* **REQUIREMENT**
Write the next portion of the Bible study on Queen Esther below, beginning after its final sentence.

Tuesday, February 21, 2017

Queen Esther: A Destiny Fulfilled. Day 4, The Bachelor

Queen Esther:
A Destiny Fulfilled
Day 4
The Bachelor

King Xerxes is single again, or as single as a man with a harem but no queen can be. If historians and Bible scholars are correct, he spent the time between Chapter 1 and Chapter 2 waging unsuccessful war against Greece, and now he is back home and has time to think about the mistake he made in deposing the beautiful and brave Queen Vashti.

"Later when King Xerxes' fury had subsided, he remembered Vashti and what she had done and what he had decreed about her." (Esther 2:1) He's moping about the palace missing his queen. Now that his anger has worn off he realizes he made a mistake, but he signed her banishment into law and it cannot be revoked. Even if he could call her back, it would make him look weak to the people, and that's the last thing he needs after putting the country through a very expensive war.

* **INFORMATION SUPPLIED**
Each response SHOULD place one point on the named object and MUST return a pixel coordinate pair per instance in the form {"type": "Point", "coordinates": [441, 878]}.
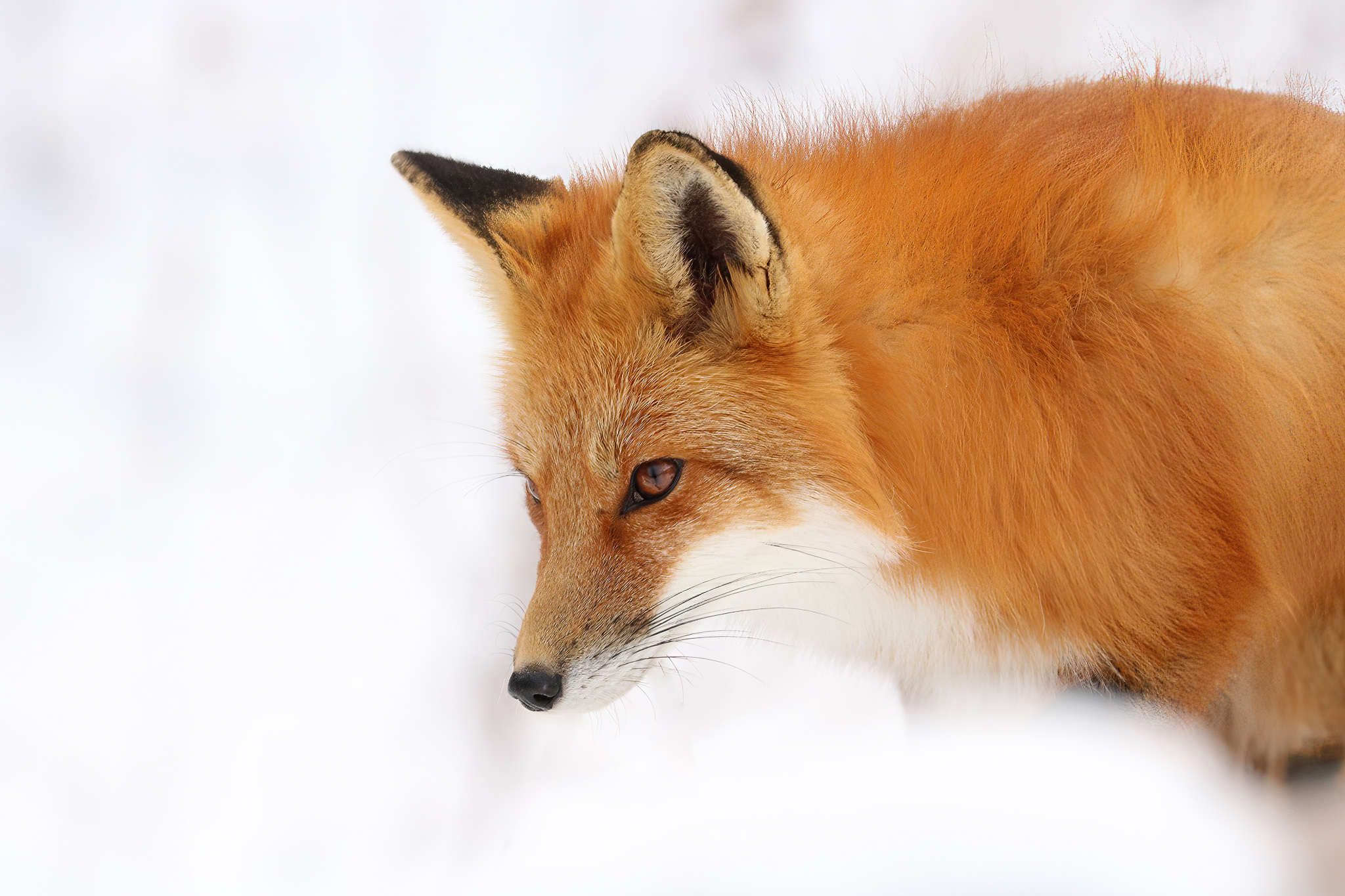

* **WRITTEN ANSWER**
His attendants come up with an idea they think will lift his spirits. "Then the king's personal attendants proposed, 'Let a search be made for beautiful young virgins for the king. Let the king appoint commissioners in every province of his realm to bring all these beautiful young women into the harem at the citadel of Susa. Let them be placed under the care of Hegai, the king's eunuch, who is in charge of the women; and let beauty treatments be given to them. Then let the young woman who pleases the king be queen instead of Vashti.' This advice appealed to the king, and he followed it." (Esther 2:2-4) The ancient historian Josephus states that a total of 400 women were brought into the harem in this contest for the title of Queen of Persia.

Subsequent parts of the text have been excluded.